Syria: The West is Guilty

German professor of the Philosophy of Law got Syria right five years ago


Reinhard Merkel, in Frankfurter Allgemeine Zeitschrift

How high can the cost of a “democratic revolution go? In Syria, the US and Europe are the arsonists of a catastrophe. There is no justification for this civil war.

The West, if this collective name be allowed, has been guilty of grave sins in Syria – not, as is often said, because it hesitated to support resistance to tyrannical rule, but on the contrary: because of its illegitimate transformation of this resistance into a murderous civil war, which it has enabled, subsidized, and operated. More than a hundred thousand people, including tens of thousands of civilians, have paid for this allegedly moral partisanship with their lives. And it will be much more if this dance of death ever comes to an end.

This strategy is a variant of what has been called “democratic interventionism” ever since the invasion of Iraq ten years ago: operating a regime change by military means for the purpose of establishing a democratic rule. In Iraq, the invaders did it by their own hand. The cause of the war, as we know, was altered without further ado: weapons or not – in any case, to free an oppressed people. This goal also justifies the attack.

The most reprehensible variety

It is a suggestive lowering of the legitimacy threshold for one’s own actions before the eyes of the world: We are not the ones who kill in Syria; we are only helping an oppressed people. Thus, an aura of morality can evidently be found.
#####
Written task A - Reproduce the records exactly, from their first line down through the line containing "374L206 369L202 363L195".
#####
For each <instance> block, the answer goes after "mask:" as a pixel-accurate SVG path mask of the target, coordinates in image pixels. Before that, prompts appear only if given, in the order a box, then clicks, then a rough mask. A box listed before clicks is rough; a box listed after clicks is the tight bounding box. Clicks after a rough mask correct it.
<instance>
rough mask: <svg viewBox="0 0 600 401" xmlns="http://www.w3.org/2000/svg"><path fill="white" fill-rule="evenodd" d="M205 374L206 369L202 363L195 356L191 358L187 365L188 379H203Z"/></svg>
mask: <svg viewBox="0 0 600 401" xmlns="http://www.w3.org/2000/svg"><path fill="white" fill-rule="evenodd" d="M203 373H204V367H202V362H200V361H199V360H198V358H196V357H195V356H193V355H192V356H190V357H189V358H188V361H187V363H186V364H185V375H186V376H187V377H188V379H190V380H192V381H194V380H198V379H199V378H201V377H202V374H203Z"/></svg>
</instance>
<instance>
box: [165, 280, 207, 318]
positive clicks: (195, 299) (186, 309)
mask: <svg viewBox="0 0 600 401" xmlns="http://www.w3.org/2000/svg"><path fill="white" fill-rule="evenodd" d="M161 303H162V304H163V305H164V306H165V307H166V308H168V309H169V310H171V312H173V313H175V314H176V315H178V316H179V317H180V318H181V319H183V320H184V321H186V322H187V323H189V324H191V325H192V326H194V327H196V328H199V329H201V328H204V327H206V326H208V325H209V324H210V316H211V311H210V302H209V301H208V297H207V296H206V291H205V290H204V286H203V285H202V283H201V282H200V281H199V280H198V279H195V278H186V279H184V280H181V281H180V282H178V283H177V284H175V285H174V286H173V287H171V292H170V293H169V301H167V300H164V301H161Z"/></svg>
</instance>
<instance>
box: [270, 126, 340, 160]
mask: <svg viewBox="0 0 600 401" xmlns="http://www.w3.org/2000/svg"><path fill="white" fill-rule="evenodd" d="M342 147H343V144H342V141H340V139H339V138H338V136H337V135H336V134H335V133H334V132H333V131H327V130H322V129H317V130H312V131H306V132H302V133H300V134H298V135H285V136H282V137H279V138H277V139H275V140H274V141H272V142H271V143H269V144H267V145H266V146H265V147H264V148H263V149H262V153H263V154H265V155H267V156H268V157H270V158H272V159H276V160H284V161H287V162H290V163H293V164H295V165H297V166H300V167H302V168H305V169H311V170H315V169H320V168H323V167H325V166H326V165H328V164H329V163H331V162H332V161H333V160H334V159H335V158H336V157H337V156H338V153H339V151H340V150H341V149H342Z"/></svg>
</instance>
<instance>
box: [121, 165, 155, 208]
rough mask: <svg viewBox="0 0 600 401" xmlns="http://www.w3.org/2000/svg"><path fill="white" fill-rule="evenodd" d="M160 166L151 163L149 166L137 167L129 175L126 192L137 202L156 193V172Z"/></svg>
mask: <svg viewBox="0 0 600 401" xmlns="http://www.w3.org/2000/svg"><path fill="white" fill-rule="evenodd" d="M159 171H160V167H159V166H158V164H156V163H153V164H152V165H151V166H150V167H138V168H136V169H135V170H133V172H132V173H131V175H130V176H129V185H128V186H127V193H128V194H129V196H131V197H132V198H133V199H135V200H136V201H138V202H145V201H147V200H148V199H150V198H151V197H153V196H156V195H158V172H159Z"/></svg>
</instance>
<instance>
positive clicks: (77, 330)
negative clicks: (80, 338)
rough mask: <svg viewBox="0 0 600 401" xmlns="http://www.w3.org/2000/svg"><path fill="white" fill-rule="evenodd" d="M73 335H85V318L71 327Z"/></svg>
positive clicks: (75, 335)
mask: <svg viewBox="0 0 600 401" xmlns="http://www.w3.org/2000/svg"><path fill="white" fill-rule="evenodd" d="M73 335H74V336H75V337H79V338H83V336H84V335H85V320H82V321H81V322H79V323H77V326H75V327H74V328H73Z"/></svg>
#####
Written task B - In the piece on Syria, how many people are said to have paid with their lives for the West's partisanship?

Your solution A -
For each <instance> block, the answer goes after "mask:" as a pixel-accurate SVG path mask of the target, coordinates in image pixels. Before that, prompts appear only if given, in the order a box, then clicks, then a rough mask. A box listed before clicks is rough; a box listed after clicks is the tight bounding box. Clicks after a rough mask correct it.
<instance>
rough mask: <svg viewBox="0 0 600 401" xmlns="http://www.w3.org/2000/svg"><path fill="white" fill-rule="evenodd" d="M205 374L206 369L202 363L195 356L191 358L187 365L188 379H203Z"/></svg>

Your solution B - More than a hundred thousand people, including tens of thousands of civilians.